:: RECORDS FOR THE EXERCISE

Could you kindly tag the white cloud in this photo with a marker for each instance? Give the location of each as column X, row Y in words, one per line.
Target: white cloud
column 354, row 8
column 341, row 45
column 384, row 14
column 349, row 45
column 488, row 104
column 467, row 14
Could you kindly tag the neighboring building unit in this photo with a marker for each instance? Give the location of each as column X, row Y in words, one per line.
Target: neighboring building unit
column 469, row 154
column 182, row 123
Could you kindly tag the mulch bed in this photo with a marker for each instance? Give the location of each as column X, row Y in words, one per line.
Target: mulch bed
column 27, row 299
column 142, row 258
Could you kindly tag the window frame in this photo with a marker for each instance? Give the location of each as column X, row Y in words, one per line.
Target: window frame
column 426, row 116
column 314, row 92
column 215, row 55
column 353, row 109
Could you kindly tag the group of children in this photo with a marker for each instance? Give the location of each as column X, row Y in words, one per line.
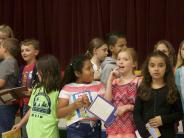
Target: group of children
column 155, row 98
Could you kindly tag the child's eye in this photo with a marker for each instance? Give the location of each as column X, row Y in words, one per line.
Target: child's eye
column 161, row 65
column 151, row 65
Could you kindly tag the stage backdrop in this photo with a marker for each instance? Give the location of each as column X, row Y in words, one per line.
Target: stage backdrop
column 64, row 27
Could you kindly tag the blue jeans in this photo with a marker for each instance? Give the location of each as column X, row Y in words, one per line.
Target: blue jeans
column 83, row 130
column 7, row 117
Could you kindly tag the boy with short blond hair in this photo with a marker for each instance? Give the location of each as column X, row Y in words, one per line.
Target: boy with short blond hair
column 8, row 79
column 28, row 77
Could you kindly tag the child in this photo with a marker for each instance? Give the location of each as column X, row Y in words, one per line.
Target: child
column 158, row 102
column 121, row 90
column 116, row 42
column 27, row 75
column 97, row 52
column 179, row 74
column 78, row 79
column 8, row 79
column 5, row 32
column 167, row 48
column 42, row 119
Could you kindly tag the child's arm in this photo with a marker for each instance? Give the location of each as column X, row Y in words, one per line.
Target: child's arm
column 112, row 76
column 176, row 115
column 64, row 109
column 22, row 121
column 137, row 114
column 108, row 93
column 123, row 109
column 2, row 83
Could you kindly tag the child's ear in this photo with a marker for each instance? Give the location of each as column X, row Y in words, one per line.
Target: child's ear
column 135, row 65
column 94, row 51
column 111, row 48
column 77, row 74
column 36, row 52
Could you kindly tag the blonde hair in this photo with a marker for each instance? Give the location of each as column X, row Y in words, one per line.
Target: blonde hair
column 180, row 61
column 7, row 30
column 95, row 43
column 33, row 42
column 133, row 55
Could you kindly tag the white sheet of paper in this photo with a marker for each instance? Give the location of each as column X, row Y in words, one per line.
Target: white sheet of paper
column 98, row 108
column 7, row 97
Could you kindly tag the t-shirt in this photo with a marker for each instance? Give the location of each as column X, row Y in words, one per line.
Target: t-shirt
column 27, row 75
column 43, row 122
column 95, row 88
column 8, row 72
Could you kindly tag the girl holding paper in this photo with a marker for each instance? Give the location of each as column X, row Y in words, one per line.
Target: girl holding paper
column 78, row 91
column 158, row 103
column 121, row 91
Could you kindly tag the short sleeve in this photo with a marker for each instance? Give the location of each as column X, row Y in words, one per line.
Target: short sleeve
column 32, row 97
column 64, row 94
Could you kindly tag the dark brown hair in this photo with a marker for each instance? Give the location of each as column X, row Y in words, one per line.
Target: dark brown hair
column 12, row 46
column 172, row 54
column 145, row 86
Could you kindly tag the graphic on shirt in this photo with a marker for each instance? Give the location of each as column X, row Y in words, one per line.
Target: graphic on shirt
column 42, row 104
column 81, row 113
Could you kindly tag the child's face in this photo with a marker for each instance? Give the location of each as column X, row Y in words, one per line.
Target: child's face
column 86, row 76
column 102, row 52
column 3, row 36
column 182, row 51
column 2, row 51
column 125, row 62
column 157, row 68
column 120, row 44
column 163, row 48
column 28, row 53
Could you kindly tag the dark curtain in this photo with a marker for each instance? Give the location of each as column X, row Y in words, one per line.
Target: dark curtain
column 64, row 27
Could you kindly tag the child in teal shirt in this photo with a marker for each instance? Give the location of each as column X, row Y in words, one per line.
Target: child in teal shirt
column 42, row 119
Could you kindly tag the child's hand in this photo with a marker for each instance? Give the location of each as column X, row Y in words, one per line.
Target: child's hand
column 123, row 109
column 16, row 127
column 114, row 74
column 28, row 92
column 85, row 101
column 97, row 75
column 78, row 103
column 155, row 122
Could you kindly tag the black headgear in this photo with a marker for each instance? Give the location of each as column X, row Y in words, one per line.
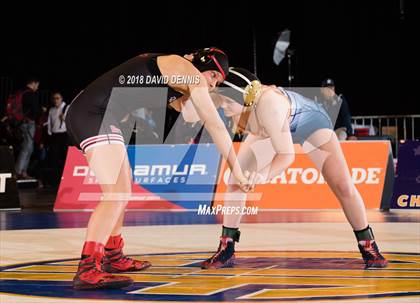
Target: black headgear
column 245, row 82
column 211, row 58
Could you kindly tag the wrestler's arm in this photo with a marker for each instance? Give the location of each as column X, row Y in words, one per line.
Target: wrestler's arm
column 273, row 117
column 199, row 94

::::
:: RECORDS FOR THE EXERCISE

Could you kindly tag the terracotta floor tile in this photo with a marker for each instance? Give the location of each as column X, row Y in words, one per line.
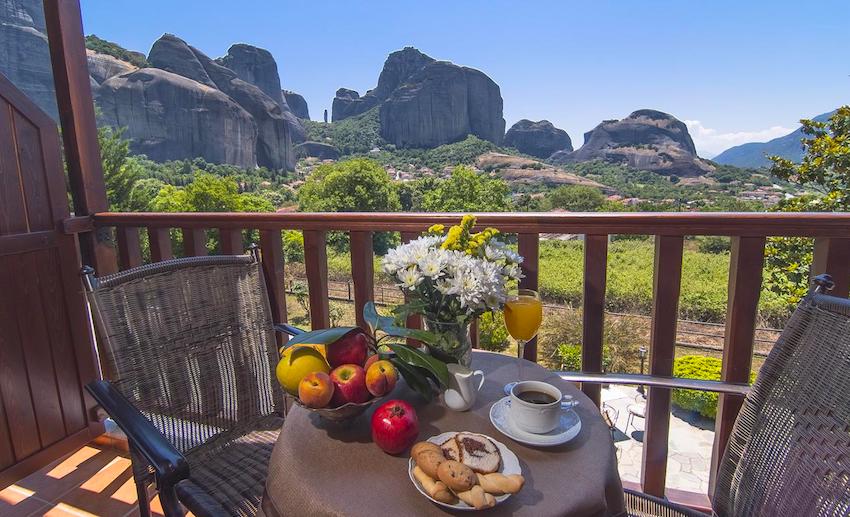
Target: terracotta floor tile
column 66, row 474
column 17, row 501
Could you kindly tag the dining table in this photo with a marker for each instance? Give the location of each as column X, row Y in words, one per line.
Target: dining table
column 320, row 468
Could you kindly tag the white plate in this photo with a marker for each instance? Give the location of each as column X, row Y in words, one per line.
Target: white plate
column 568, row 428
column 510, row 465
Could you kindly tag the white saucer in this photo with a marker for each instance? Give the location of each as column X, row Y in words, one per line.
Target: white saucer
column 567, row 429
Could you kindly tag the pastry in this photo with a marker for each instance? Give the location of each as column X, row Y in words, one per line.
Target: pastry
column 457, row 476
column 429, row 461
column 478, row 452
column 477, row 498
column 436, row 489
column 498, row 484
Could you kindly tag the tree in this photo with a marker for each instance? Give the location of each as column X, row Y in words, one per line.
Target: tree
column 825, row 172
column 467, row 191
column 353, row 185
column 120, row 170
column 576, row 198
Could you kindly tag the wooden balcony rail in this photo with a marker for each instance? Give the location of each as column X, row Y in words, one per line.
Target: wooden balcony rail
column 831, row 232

::::

-- EXERCISE BRIEF --
In the data above, find the line that contains "Target: blue jeans" and the line that contains "Could you kindly tag the blonde". Repeat exactly those lines and every line between them, and only those.

-- WRITTEN RESPONSE --
Target: blue jeans
column 83, row 130
column 7, row 117
Could you kindly tag the boy with short blond hair in this photo with a marker for each instance? Give the location of each as column X, row Y in words, one per line.
Target: boy with short blond hair
column 8, row 79
column 28, row 77
Could you kindly tag the child in this photo with a marker for each instance? Give the location of each as column X, row Y in words, one per line.
Target: child
column 158, row 102
column 121, row 90
column 116, row 42
column 27, row 75
column 97, row 52
column 179, row 74
column 78, row 79
column 8, row 79
column 5, row 32
column 167, row 48
column 42, row 119
Could you kindly tag the child's arm in this photo with a marker for each instance? Give the location of each as column X, row Y in words, one per line.
Target: child's arm
column 112, row 76
column 176, row 115
column 64, row 109
column 22, row 121
column 137, row 114
column 108, row 93
column 123, row 109
column 2, row 83
Could you kindly tag the child's ear in this photo with a marker for each instance? Give the location of each as column X, row Y in words, one per line.
Target: child's ear
column 135, row 65
column 94, row 51
column 111, row 48
column 77, row 74
column 36, row 52
Could you kindly tag the blonde hair in this photo with a marker for each instance? Give the location of each as column X, row Y in words, one per line.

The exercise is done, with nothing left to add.